▶ Extracted information
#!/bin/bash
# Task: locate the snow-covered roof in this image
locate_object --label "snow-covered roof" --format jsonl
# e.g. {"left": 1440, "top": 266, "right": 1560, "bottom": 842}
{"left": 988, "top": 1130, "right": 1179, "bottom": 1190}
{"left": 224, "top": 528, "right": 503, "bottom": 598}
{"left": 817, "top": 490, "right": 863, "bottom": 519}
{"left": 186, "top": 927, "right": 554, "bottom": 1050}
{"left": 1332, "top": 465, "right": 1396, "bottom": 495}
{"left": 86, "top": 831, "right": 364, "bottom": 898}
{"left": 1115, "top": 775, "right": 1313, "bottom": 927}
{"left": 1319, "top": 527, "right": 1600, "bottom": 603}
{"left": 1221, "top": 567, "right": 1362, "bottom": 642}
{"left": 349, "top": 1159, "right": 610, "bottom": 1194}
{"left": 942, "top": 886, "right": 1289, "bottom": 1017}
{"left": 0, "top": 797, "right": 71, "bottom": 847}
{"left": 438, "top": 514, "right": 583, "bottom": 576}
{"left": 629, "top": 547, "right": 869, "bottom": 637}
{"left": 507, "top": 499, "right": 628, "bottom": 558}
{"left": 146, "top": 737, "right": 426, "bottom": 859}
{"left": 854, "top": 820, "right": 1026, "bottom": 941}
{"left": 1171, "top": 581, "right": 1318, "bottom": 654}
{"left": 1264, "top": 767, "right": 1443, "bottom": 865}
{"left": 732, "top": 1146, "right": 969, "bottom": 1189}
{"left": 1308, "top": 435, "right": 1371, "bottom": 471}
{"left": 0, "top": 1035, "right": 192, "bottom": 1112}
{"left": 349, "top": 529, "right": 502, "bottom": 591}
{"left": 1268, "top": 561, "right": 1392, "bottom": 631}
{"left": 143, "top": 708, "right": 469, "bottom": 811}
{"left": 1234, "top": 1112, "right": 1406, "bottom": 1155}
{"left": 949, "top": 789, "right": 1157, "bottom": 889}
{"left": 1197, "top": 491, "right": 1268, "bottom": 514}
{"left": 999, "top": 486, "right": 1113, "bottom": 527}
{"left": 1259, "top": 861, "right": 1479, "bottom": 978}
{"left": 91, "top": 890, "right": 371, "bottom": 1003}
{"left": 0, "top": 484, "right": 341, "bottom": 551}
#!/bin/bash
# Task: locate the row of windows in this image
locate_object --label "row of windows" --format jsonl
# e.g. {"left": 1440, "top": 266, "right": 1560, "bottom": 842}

▶ What you should do
Take the entries above and copy them out exactly.

▶ Expected answer
#!/bin/bash
# Task: locate the snow-covered roof in this image
locate_object --label "snow-covered roof" --format jsonl
# e.g. {"left": 1440, "top": 266, "right": 1560, "bottom": 842}
{"left": 988, "top": 1130, "right": 1179, "bottom": 1190}
{"left": 224, "top": 528, "right": 503, "bottom": 598}
{"left": 817, "top": 490, "right": 863, "bottom": 519}
{"left": 186, "top": 927, "right": 554, "bottom": 1050}
{"left": 1332, "top": 465, "right": 1396, "bottom": 495}
{"left": 86, "top": 831, "right": 364, "bottom": 898}
{"left": 1115, "top": 775, "right": 1313, "bottom": 927}
{"left": 1319, "top": 527, "right": 1600, "bottom": 603}
{"left": 1221, "top": 567, "right": 1362, "bottom": 642}
{"left": 349, "top": 1159, "right": 610, "bottom": 1194}
{"left": 942, "top": 886, "right": 1289, "bottom": 1017}
{"left": 0, "top": 797, "right": 71, "bottom": 847}
{"left": 438, "top": 514, "right": 583, "bottom": 576}
{"left": 629, "top": 547, "right": 869, "bottom": 637}
{"left": 507, "top": 499, "right": 628, "bottom": 558}
{"left": 146, "top": 737, "right": 426, "bottom": 859}
{"left": 854, "top": 820, "right": 1026, "bottom": 941}
{"left": 1171, "top": 581, "right": 1318, "bottom": 654}
{"left": 1264, "top": 767, "right": 1443, "bottom": 865}
{"left": 732, "top": 1146, "right": 969, "bottom": 1189}
{"left": 1308, "top": 435, "right": 1371, "bottom": 471}
{"left": 0, "top": 1035, "right": 192, "bottom": 1112}
{"left": 349, "top": 529, "right": 502, "bottom": 591}
{"left": 1268, "top": 561, "right": 1392, "bottom": 631}
{"left": 143, "top": 708, "right": 469, "bottom": 811}
{"left": 1234, "top": 1112, "right": 1406, "bottom": 1155}
{"left": 949, "top": 789, "right": 1157, "bottom": 889}
{"left": 1197, "top": 491, "right": 1268, "bottom": 514}
{"left": 999, "top": 486, "right": 1113, "bottom": 527}
{"left": 1259, "top": 861, "right": 1479, "bottom": 978}
{"left": 91, "top": 890, "right": 371, "bottom": 1003}
{"left": 0, "top": 484, "right": 341, "bottom": 551}
#!/bin/bash
# Task: locate the row of windows in this image
locate_object --label "row of windows" --format jsonl
# e.g. {"left": 1440, "top": 266, "right": 1560, "bottom": 842}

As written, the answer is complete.